**Information supplied:**
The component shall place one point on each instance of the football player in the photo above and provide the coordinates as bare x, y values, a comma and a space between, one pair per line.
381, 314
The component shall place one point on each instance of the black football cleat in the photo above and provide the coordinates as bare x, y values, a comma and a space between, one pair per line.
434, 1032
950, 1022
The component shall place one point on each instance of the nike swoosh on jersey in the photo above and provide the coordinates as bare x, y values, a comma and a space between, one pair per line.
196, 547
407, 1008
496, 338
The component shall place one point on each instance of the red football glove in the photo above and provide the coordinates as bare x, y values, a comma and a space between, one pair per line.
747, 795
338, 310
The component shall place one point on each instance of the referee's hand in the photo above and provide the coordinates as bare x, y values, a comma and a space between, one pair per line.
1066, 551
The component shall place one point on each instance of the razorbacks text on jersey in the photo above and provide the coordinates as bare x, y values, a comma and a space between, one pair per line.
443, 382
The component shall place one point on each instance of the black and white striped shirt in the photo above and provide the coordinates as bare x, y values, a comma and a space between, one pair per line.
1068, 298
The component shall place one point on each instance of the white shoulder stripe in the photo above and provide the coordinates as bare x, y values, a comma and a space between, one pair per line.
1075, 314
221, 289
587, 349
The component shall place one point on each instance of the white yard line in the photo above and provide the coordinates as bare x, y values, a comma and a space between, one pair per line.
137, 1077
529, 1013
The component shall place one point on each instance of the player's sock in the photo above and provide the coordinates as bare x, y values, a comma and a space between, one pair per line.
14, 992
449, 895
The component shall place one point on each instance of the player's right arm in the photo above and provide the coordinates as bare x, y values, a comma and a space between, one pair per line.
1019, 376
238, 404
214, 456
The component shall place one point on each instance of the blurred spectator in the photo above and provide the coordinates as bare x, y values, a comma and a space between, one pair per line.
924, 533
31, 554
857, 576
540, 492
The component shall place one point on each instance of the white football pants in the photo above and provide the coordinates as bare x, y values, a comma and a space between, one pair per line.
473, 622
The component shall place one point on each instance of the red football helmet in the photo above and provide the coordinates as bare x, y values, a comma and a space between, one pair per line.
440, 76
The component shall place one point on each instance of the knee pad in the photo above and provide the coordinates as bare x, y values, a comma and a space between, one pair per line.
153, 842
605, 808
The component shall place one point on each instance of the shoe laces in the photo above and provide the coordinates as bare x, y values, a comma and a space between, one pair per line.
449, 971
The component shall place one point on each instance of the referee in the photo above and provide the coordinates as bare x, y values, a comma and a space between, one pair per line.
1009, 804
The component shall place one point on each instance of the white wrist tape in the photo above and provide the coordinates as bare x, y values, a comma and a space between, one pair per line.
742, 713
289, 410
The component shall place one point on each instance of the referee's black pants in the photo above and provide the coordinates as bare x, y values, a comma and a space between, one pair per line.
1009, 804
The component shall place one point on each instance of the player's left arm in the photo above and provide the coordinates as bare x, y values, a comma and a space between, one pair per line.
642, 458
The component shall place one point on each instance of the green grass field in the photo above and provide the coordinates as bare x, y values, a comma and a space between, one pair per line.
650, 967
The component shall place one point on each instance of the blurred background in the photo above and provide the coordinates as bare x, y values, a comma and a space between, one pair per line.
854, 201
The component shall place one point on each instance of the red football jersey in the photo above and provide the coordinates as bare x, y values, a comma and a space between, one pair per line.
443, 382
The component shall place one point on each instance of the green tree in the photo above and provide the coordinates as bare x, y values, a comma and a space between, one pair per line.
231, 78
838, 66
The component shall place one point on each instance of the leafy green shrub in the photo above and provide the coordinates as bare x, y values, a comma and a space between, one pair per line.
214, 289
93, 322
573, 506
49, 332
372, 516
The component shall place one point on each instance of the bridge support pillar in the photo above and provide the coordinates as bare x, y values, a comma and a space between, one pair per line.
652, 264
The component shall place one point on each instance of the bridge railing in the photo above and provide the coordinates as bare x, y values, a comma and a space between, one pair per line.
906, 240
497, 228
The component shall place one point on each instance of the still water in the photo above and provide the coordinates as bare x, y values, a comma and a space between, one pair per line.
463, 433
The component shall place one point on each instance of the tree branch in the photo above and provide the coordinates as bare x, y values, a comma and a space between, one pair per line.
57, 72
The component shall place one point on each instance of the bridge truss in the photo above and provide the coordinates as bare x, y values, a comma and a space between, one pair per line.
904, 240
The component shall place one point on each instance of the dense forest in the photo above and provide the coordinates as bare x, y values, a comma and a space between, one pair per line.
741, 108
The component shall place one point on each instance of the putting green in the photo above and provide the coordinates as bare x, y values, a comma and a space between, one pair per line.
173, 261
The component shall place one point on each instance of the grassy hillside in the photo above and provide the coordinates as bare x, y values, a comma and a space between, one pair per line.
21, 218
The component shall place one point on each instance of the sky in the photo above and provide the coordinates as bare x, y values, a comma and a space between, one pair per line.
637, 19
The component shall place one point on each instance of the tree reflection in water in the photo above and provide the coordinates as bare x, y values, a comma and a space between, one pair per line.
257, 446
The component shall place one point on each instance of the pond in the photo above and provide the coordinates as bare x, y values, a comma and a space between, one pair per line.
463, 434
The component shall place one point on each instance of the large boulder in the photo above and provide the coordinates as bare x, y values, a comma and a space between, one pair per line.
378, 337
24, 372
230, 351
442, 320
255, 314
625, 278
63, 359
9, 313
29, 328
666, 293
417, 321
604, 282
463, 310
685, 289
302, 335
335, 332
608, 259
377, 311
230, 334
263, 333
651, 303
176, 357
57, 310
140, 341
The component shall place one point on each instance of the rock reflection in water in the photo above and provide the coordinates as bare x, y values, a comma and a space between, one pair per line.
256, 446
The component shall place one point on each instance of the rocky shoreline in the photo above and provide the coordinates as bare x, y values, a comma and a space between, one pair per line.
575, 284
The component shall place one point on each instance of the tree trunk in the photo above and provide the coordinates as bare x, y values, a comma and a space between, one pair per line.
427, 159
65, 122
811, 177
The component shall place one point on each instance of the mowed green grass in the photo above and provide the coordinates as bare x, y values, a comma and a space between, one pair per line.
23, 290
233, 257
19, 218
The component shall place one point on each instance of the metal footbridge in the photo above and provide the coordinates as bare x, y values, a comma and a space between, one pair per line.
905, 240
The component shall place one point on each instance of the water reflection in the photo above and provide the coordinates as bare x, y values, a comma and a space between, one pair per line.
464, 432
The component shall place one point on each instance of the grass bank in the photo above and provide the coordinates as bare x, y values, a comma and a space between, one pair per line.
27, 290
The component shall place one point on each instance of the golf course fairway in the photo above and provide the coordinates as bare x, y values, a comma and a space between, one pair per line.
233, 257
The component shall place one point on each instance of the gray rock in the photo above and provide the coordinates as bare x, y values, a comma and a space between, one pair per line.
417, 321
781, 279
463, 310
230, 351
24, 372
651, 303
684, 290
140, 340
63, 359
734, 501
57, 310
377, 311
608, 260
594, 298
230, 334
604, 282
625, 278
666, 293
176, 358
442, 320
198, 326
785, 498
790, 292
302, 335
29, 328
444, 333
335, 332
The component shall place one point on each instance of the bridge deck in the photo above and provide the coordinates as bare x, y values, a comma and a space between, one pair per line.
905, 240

**What the task requires:**
Please write out all the rows above again, substituting "module" for every "component" and leaving everything else as it is.

**The output:**
The module shall place one point on each instance of the football player in the photo above and provide the coordinates as bare x, y values, a comma and a space between, one pair per line.
381, 314
The module shall place one point on each instance of the black football cleat in the photo above and provide the coordinates as bare x, y values, a comma and a space between, one pair per line.
434, 1032
950, 1022
The module shall place one point on each instance of the nike swoosh on jersey in the photo above and provide the coordinates as bare x, y values, a comma and a space between, one pair per line.
196, 547
407, 1008
496, 338
The module shall place one point on each instance of the red football glove in the photo above and provide the coordinates as bare x, y values, a comma and a space between, one pair per line.
747, 795
338, 310
The module shall place one point on each instance of the referee's hand in the photo above and provide the coordinates as bare x, y values, a comma and a space between, one pair per line.
1066, 551
The module shall place one point on each instance of the razorbacks text on jersey in the photo above and provide the coordinates as bare x, y values, a comma and a space between, one pair per line.
443, 382
The module shall place one point on each instance of the black and white striped shirt in the photo above and provide the coordinates as bare x, y values, a comma and a space between, one pair per line.
1068, 298
The module shall place one point on each instance of the white shoulder stripe in the photo above and provide the coordinates as bare x, y values, a comma and a space between, one pair per line.
1075, 314
221, 289
587, 349
The module shall place one point on each instance of the white yard line in the photo above and provide the coordinates as bare x, y values, a comma and a space between, one pair per line.
137, 1077
529, 1013
The module shall place one point on each instance of the player's sock in the photo above and provide the coordinates as bare x, y values, a comma and a space between, one pair per line.
14, 992
449, 895
The module shall place one point on each instance of the player's right arm in the photo above and provide the coordinates as bare x, y values, a comma and a space between, one pair per line.
1019, 376
238, 404
214, 456
The module shall place one point on each instance of the blurred spectator in the photo above and provide the coordinates as bare x, y values, a comma and a space between, one pair per line.
924, 533
31, 554
857, 576
540, 492
The module shall place one point on each instance of the white football pants in the photo above and provide the coordinates as bare x, y values, a comma and a space between, one pair per line.
473, 622
The module shall place one point on each instance of the red football helmet in the photo above and provide the coordinates as bare x, y values, a comma and a space between, one pair per line.
440, 76
The module shall place one point on each instance of the knee pad in the photo above and provide the coordinates as bare x, y values, a comma and a space between, one pair per line.
153, 842
605, 808
The module shall place one point on each instance of the shoe laces in the photo above and provide the coordinates as bare x, y values, a comma and a space between, one pair per line.
449, 971
The module shall place one point on each instance of the referee in the photo above and provide the coordinates as bare x, y values, a comma and a space between, one pair per line.
1009, 804
The module shall place one point on each instance of the white wrist tape in the photo above and provide the coordinates as bare x, y values, a comma and a space between, one pair per line.
742, 713
289, 410
The module shall place one point on each instance of the referee's black pants in the photo above and provide the coordinates as bare x, y values, a comma and a space between, one pair per line.
1009, 804
The module shall place one point on each instance of the player's left arm in the photo above and provide the coordinates as bare x, y values, a comma and a space between, one pair per line.
642, 458
The module shall place one point on each instance of the green grass field in the photo above and provide the coordinates as bare x, y values, a comma and a space between, one pair per line.
650, 967
The module shall place one point on each instance of the blurred background in the photo above and provide the coordinates as bare x, y values, a comma and a space between, one pair per line.
854, 201
The module shall place one point on each instance of the red football jersey in the photo above and provide the coordinates as bare x, y values, a comma and a space between, one pair per line.
443, 382
The module shall place one point on each instance of the green tree in the photo above and provide the coordinates as bare x, y values, a comma and a space between, one pair per line.
231, 78
838, 66
The module shall place one point on each instance of the leafy green shrub in the photo above and provide the coordinates as bare x, y values, a comma and a space between, one pair per line.
214, 289
93, 322
573, 506
49, 332
372, 516
The module shall place one point on each instance of the bridge support pillar in the photo above and provide the coordinates as bare x, y values, a comma and a space between, one pair per line.
652, 264
The module shall place one point on each instance of the bridge railing in the photo above and provide the coordinates as bare x, y values, a comma and a space between, one pair per line.
906, 240
497, 228
The module shall place one point on each instance of the still water in the photo above and provide the coordinates as bare x, y values, a comma and a space between, one pair per line.
463, 433
The module shall place one point on each instance of the tree branch in the photo above and provide the coordinates as bare x, y values, a comma and a space between, one pair per line.
57, 72
The module shall place one point on each instance of the bridge truss in the photo above and provide the coordinates as bare x, y values, a comma and a space between, one pair per line.
904, 240
The module shall place one point on each instance of the dense forest in the photo above and provide the coordinates as bare x, y values, a comma and a space between, one pair per line.
741, 108
The module shall place one point on each instance of the putting green in the photo above and provide the coordinates as bare x, y values, a comma and a space between, one pair per line.
173, 261
The module shall place one point on each instance of the grassy hillside in the photo above and provide the coordinates as bare x, y values, a comma and a space between, one pair per line.
21, 218
The module shall place one point on each instance of the sky in the photo above and provide the coordinates as bare x, y values, a comma and a space between, one pair per line.
637, 19
The module shall place one point on each instance of the tree reflection in water in the photo above and provide the coordinates as bare x, y values, a comma and a space between, one pair per line.
257, 446
The module shall place one point on each instance of the pond in the photo above and provide the coordinates as bare x, y values, a comma and a space between, one pair per line.
463, 434
The module shall place one point on each instance of the large boulder in the photo above and provide the coordinates as bare x, y values, a comma and a space between, one pair per line.
378, 337
24, 372
230, 351
442, 320
255, 314
625, 278
63, 359
9, 313
29, 328
666, 293
417, 321
604, 282
463, 310
685, 289
302, 335
335, 332
608, 259
377, 311
230, 334
263, 333
651, 303
176, 357
57, 310
140, 341
The module shall place one point on each instance of the rock reflection in water in the photo above and provide the coordinates as bare x, y values, a comma and a space between, one pair per line.
256, 446
The module shall place one point on each instance of the rocky shoreline in the photo above and provide the coordinates as bare x, y values, a comma and a space between, one pair per line.
575, 284
The module shall place one point on each instance of the tree trunk in the photo above and provide the coordinates as bare x, y values, a comma and a space between, one pair per line.
427, 159
65, 122
811, 177
The module shall place one point on each instance of the mowed green grass in the photo above and provide the coordinates as bare x, y values, a comma and a space between, one pair per line.
23, 290
233, 257
19, 218
The module shall place one point on each instance of the metal footbridge in the photo above and provide the coordinates as bare x, y values, a comma and a space between, one pair per line.
905, 240
The module shall place one point on each instance of the water reflection in the photo above and provide the coordinates as bare x, y values, a comma and a space between, one pair per line.
464, 432
The module shall place one point on each instance of the grass bank in the photo above and provide the coordinates as bare x, y values, a comma and a space between, one pair per line.
27, 290
The module shall place one point on each instance of the golf course fairway in the photo above and provide the coordinates as bare x, y values, a comma and a space between, one pair per line.
233, 257
The module shall place one point on each instance of the gray rock in the photo above and provide the coordinates as bare x, y values, a comma and a space between, one pair per line.
417, 321
781, 279
463, 310
230, 351
24, 372
651, 303
684, 290
140, 340
63, 359
734, 501
57, 310
377, 311
608, 260
594, 298
230, 334
604, 282
625, 278
666, 293
176, 358
442, 320
198, 326
785, 498
790, 292
302, 335
29, 328
444, 333
335, 332
The module shall place one point on each instance of the bridge deck in the photo above and provide the coordinates as bare x, y values, a comma and a space between, one pair per line.
905, 240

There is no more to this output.